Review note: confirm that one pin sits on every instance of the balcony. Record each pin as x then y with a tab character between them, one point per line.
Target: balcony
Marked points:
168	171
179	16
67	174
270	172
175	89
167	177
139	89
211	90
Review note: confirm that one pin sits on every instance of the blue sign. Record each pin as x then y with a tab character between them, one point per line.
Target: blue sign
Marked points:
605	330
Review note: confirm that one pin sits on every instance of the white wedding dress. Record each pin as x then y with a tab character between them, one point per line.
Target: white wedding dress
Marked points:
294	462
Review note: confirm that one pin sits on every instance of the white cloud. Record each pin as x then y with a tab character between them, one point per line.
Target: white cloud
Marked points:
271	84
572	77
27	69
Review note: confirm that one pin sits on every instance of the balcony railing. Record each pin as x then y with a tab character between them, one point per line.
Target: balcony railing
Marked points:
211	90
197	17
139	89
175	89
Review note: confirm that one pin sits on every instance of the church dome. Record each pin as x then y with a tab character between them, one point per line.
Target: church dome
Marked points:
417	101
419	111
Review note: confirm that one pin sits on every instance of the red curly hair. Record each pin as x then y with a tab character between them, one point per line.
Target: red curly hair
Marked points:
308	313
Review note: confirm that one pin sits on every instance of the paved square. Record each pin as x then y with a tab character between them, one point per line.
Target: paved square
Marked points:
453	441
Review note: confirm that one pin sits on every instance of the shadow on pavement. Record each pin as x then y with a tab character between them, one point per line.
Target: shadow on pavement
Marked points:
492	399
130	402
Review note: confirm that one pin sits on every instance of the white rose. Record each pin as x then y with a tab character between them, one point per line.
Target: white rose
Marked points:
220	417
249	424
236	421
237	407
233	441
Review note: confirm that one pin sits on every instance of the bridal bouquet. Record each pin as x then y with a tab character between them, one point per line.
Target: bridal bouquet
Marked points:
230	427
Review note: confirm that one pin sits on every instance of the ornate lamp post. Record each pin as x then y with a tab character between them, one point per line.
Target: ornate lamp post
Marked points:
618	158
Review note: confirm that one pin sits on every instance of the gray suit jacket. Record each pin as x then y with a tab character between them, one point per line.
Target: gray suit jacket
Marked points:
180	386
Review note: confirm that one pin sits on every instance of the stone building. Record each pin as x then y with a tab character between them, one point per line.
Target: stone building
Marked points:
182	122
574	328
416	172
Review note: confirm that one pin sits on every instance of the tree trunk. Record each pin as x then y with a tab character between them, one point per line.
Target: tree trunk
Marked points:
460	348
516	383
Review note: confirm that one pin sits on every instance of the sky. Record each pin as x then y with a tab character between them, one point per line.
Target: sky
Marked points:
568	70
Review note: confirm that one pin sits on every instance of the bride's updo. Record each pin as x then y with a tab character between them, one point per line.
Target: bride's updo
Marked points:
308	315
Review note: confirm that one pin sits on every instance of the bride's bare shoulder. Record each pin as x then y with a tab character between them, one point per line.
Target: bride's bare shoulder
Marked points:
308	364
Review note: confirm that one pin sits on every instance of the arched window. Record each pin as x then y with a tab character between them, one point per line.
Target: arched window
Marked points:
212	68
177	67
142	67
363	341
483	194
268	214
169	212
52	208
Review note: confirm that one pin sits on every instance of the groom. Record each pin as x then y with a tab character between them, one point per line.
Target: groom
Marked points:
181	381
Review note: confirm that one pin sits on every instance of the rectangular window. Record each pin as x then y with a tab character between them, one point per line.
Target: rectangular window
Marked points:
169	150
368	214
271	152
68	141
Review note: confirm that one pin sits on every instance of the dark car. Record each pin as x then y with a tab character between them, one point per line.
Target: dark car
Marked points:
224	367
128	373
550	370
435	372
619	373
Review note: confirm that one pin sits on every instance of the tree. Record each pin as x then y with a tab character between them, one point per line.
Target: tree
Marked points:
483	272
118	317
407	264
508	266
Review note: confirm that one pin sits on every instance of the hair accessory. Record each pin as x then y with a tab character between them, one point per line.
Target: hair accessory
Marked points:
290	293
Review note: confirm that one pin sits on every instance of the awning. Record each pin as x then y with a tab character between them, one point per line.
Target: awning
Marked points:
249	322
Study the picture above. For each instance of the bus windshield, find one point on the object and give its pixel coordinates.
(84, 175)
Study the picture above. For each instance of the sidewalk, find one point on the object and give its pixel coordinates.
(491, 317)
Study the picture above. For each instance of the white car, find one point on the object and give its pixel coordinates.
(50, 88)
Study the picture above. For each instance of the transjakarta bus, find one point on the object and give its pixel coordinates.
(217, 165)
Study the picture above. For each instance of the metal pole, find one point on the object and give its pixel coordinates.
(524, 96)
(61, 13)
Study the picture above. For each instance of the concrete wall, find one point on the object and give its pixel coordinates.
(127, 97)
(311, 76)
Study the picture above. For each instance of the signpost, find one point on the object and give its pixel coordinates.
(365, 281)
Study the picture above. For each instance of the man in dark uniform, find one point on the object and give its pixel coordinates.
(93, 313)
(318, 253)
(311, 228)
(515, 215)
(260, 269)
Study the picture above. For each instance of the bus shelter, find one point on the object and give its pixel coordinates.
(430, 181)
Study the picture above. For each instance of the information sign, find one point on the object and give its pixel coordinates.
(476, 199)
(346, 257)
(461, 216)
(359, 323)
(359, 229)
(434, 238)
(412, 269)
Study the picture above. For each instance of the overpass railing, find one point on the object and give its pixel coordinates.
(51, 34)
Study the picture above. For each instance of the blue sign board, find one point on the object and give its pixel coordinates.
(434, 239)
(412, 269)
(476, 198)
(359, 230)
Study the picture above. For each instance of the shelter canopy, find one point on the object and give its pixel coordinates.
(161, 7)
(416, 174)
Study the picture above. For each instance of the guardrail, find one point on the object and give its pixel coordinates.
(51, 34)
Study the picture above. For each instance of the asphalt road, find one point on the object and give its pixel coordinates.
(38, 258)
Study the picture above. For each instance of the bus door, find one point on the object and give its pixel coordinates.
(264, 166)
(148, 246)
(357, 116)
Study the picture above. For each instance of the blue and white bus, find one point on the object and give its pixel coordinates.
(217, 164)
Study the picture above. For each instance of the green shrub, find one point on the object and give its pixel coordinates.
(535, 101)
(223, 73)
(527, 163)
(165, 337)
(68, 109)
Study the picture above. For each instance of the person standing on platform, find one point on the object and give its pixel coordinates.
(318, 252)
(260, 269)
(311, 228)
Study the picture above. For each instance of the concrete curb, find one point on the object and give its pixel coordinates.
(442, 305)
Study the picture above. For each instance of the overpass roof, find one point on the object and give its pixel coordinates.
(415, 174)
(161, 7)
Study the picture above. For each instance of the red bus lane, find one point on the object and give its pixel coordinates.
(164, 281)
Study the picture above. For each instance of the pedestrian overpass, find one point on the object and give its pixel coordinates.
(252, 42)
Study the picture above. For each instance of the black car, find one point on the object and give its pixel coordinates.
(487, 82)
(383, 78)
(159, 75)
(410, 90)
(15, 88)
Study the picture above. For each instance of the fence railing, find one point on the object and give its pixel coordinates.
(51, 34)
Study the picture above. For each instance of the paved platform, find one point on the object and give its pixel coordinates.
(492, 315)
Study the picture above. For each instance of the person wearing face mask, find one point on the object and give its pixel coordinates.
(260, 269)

***

Problem statement: Word for word, write out the data.

Result of the exercise:
Review note: confirm that one pin sits on every instance of the balcony. Record each pin as x then y with a tab character between them, one point per line.
Target: balcony
Marked points:
168	171
179	16
67	174
270	172
175	89
167	177
139	89
211	90
Review note: confirm that one pin sits on every instance of the blue sign. Record each pin as x then y with a tab character between them, one point per line.
Target: blue sign
Marked points:
605	330
Review note: confirm that one pin sits on every instance of the white wedding dress. Record each pin as x then y with a tab character between them, one point per line.
Target: white wedding dress
Marked points:
294	462
Review note: confirm that one pin sits on every instance of the white cloud. Record each pin as x then y with a tab character between them, one point per line.
Target: white cloud
Marked points:
271	84
572	77
27	69
Review note: confirm that one pin sits on every instance of the balcony railing. Record each pin as x then y with a tab character between them, one point per line.
Target: balcony railing
Marked points:
211	90
197	17
139	89
175	89
Review note: confirm that one pin sits on every instance of the church dome. Record each pin as x then y with a tab character between them, one point per line.
Target: church dome
Marked points:
417	101
419	111
Review note: confirm that one pin sits on every instance of the red curly hair. Record each pin as x then y with a tab character between them, one point per line.
Target: red curly hair
Marked points:
308	313
Review note: confirm that one pin sits on every instance of the paved square. Record each pin as x then y with a tab character between them, one point per line.
Target: paved square
Marked points:
453	441
Review note: confirm that one pin sits on every instance of the shadow on pavement. Record each pin as x then y with a tab character between them, one point per line.
Target: shadow on pavement
Marked points:
492	399
130	402
Review note: confirm that one pin sits on every instance of the white rose. Record each pin as x then y with a tab character between them, one point per line.
Target: white rose
Marked points:
220	417
249	424
236	421
237	407
233	441
Review note: confirm that one pin sits on every instance of the bridal bouquet. Record each pin as x then y with a tab character between them, one point per line.
Target: bridal bouquet
Marked points:
230	427
Review note: confirm that one pin sits on every instance of the ornate lamp post. Record each pin as x then y with a tab character between them, one point per line.
Target: ornate lamp post
Marked points:
618	158
Review note: confirm that one pin sits on every instance of the gray suit jacket. Record each pin as x then y with a tab character between them, one point per line.
Target: gray suit jacket
Marked points:
180	386
Review note: confirm that one pin sits on every instance of the stone building. Record each pin as x then y with a tab character between them, one point per line.
Target: stone building
Marked points:
182	122
574	328
416	172
Review note: confirm that one pin sits on every instance of the tree trunk. Record each pin as x then y with a tab character between them, one point per line.
Target: tree trunk
Marked points:
460	348
516	383
Review note: confirm that one pin sits on every instance of the sky. Record each pin as x then y with a tab character between them, one point per line.
Target: sky
Marked points:
568	70
Review note: confirm that one pin sits on every instance of the bride's updo. Record each pin as x then y with a tab character between them, one point per line.
Target: bride's updo
Marked points:
308	315
Review note: confirm that one pin sits on every instance of the bride's bare shoulder. Record each pin as x then y with a tab character between them, one point per line.
Target: bride's bare shoulder
Marked points:
308	364
Review note: confirm that one pin sits on every instance of the arched window. Record each pin as x then y with a tab character between them, one point per line.
Target: arched window
Marked points:
212	68
177	67
142	67
363	341
483	194
268	214
169	212
52	208
Review note: confirm that one pin sits on every instance of the groom. Record each pin as x then y with a tab character between them, one point per line.
Target: groom
Marked points:
181	381
Review note: confirm that one pin sits on every instance of the rectangular window. Record each pin as x then y with a tab character between them, one point per line.
Target: rectangular window
Marked points:
169	150
368	214
271	152
68	141
Review note: confirm that one pin sits on every instance of the dark car. Record each pin as x then y with a tab character between them, one point per line.
Target: dark car
Marked points:
224	367
128	373
550	370
435	372
619	373
Review note: confirm that one pin sits on every instance of the tree. Record each pin as x then y with a tab character between them, one point per line.
Target: tree
Marked points:
483	272
118	317
407	264
508	266
Review note: confirm that one pin sits on every instance of the hair accessory. Record each pin as x then y with a tab character between them, one point per line.
Target: hair accessory
Marked points:
290	293
Review note: confirm that one pin sits on every instance of the awning. Record each pin as x then y with a tab character between them, one point per line.
Target: awning
Marked points:
249	322
Study the picture above. For each instance of the bus windshield, find one point on the object and give its pixel coordinates.
(84, 175)
Study the picture above. For each instance of the sidewalk, find one point on the object and give its pixel coordinates.
(491, 317)
Study the picture above. For each instance of the white car, find one point on the object and give its pixel coordinates.
(50, 88)
Study the picture above. For each instance of the transjakarta bus, find one point on the object and give its pixel coordinates.
(217, 165)
Study the picture above. For each instance of the metal pole, find one point on the object and give its pixel coordinates.
(524, 96)
(61, 13)
Study the picture above. For each instance of the concrete wall, find one point on the object and give its pixel coordinates.
(127, 97)
(311, 76)
Study the picture above. For each instance of the signpost, find one point on the object and give its pixel coordinates.
(365, 281)
Study the picture above. For each instance of the man in dark uniform, find one point on the object and give its pixel coordinates.
(93, 313)
(318, 253)
(311, 228)
(515, 215)
(260, 269)
Study the picture above. For each instance of the bus shelter, find one point on the object and give its pixel coordinates.
(430, 181)
Study the picture above. For each instance of the information sign, find one point on the object and give its pixel coordinates.
(476, 199)
(346, 257)
(461, 216)
(359, 323)
(359, 229)
(434, 238)
(412, 269)
Study the picture above. For each instance of the overpass railing, find one point on the object and give its pixel coordinates.
(51, 34)
Study the picture above. For each instance of the blue sign board, find one point on the object and give its pixel coordinates.
(434, 239)
(412, 269)
(476, 198)
(359, 230)
Study the picture above. For each instance of the shelter canopy, find one point on the object and give its pixel coordinates.
(161, 7)
(416, 174)
Study the picture above. For each instance of the guardrail, find one point on the object and give its pixel coordinates.
(51, 34)
Study the picture above. For each instance of the asphalt road, find one point on the object and give its pixel coordinates.
(38, 258)
Study the picture above. For each instance of the bus door, find one point on the object and give its pixel coordinates.
(264, 166)
(148, 246)
(357, 116)
Study the picture above. For each instance of the blue and white bus, find one point on the object and give its pixel coordinates.
(217, 164)
Study the picture above. For each instance of the green shrub, find one point on the object and give its pixel coordinates.
(535, 101)
(223, 73)
(527, 163)
(165, 337)
(68, 109)
Study the picture above. For each instance of the person standing on platform, find one point on the object and give its pixel coordinates.
(318, 252)
(260, 269)
(311, 228)
Study the picture above. For each instance of the concrete curb, find one point on the object and give its pixel coordinates.
(442, 305)
Study the picture above. For each instance of the overpass roof, find one point on the object and give its pixel coordinates.
(415, 174)
(161, 7)
Study the picture above. For each instance of the red bus lane, find one point on the object and give its pixel coordinates.
(164, 281)
Study the picture above. For each instance of the pedestrian overpass, find one point on the object and give its pixel coordinates.
(252, 42)
Study the picture above. For each instance of the black car, find one point on the object and give its pixel coordinates.
(487, 82)
(383, 78)
(159, 75)
(410, 90)
(15, 88)
Study the picture above. For each instance of the fence railing, find one point on the object and give its pixel coordinates.
(51, 34)
Study the picture above. For each instance of the paved platform, find one point on the object and give its pixel coordinates.
(492, 315)
Study the picture above. For each instance of the person wearing face mask, find one point on the object and give its pixel coordinates.
(260, 269)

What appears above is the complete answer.